[Start of section]

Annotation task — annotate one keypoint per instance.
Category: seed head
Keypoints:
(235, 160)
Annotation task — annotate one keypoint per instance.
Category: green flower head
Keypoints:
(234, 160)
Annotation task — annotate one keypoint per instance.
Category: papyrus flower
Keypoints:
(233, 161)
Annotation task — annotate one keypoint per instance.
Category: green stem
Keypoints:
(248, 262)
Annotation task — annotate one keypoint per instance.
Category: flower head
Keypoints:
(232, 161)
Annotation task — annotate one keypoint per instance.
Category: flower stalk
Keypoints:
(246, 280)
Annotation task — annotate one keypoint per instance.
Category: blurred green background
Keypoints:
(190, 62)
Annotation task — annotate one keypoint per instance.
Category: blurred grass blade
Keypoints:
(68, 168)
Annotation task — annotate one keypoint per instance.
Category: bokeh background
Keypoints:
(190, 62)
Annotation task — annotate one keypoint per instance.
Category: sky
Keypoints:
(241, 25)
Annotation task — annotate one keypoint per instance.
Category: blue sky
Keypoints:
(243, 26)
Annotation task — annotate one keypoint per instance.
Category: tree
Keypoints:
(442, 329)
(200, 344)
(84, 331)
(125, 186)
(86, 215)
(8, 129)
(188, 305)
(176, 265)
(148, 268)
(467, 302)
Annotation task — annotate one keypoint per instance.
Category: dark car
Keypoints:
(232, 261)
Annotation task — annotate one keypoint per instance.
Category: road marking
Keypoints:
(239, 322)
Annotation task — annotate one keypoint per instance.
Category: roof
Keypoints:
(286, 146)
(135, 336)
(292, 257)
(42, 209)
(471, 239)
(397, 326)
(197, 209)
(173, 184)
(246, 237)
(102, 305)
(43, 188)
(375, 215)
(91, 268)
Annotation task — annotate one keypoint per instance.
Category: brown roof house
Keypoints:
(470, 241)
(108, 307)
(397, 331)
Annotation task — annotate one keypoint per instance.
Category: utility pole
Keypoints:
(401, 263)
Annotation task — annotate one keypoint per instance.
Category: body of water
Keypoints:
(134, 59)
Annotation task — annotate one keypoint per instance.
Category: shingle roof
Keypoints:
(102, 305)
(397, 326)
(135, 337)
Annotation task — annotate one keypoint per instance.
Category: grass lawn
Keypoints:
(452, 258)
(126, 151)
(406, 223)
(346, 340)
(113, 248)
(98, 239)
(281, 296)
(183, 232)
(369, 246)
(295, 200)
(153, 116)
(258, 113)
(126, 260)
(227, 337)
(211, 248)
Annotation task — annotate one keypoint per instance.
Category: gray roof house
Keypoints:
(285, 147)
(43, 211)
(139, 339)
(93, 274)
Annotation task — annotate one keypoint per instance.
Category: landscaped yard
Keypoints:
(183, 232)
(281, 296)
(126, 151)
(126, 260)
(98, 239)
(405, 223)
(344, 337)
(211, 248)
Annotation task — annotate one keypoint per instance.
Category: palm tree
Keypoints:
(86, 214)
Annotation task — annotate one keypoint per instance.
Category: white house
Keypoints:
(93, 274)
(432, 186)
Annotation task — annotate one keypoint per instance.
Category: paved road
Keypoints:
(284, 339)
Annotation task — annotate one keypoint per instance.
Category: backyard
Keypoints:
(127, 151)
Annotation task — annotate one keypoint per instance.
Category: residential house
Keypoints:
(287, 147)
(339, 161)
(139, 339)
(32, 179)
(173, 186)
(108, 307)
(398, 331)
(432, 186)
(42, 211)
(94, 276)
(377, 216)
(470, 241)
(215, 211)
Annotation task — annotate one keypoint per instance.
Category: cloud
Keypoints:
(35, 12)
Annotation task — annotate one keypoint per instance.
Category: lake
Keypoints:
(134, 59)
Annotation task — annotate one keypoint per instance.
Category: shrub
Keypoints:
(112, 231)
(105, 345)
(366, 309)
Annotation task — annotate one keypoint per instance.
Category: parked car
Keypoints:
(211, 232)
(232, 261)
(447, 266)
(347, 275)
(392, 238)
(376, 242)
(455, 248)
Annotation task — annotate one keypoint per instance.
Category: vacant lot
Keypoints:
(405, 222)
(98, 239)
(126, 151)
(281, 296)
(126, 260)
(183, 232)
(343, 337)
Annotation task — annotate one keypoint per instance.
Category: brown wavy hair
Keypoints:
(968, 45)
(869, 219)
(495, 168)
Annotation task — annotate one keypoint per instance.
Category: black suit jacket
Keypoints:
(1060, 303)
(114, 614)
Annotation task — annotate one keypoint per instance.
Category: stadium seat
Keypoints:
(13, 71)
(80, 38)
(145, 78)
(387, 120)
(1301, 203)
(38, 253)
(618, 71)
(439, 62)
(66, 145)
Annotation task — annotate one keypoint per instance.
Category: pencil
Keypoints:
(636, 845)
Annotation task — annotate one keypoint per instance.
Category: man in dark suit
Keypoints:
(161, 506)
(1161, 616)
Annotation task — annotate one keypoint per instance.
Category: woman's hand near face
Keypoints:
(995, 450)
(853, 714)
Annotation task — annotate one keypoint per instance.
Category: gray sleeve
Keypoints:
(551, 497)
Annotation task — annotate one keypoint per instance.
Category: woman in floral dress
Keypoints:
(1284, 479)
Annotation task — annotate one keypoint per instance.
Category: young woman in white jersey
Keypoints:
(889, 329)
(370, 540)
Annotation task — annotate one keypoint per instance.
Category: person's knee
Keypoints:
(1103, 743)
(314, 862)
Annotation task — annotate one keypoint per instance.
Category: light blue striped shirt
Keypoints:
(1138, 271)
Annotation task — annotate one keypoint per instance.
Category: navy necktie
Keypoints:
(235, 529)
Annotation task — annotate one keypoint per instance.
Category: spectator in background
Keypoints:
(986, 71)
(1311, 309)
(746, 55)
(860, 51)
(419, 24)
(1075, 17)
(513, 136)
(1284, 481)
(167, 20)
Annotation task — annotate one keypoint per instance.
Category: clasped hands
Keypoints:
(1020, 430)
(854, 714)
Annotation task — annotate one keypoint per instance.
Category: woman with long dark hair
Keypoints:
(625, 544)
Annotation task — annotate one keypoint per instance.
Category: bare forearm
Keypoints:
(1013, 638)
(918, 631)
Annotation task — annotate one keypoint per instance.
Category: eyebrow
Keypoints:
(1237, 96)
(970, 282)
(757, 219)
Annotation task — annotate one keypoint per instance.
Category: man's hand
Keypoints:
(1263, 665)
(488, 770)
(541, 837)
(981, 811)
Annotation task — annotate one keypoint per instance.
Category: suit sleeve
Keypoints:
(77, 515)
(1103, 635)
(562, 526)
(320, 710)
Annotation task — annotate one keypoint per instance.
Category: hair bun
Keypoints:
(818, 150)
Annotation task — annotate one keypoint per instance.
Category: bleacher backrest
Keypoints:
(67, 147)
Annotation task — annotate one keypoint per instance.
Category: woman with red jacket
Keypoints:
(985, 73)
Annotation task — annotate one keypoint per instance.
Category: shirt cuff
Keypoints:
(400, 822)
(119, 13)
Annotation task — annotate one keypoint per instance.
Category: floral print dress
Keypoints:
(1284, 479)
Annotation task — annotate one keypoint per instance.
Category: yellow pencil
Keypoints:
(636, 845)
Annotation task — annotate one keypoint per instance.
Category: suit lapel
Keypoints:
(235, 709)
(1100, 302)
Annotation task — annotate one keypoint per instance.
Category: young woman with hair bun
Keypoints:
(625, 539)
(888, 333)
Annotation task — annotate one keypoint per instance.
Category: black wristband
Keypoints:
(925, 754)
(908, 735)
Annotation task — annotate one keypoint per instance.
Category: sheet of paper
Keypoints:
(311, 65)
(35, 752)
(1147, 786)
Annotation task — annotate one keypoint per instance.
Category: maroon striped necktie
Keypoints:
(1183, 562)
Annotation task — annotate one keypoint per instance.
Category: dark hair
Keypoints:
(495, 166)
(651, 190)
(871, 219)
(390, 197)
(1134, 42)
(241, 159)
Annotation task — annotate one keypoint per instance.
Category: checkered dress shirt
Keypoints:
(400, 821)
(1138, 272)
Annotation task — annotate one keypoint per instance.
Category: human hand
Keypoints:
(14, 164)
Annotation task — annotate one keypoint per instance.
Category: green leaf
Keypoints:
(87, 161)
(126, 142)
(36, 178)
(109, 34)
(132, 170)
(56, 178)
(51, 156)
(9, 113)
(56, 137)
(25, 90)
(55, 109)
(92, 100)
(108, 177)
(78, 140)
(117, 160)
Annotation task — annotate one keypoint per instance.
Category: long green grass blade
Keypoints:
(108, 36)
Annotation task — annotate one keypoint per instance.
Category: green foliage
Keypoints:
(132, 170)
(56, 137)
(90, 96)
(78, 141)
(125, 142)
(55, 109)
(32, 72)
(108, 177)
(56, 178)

[End of section]

- WHAT YOU ARE ASKED TO DO: Search the records for the word "background" and copy every line where it occurs.

- ANSWER SPACE:
Category: blurred green background
Category: bokeh background
Category: spectator in background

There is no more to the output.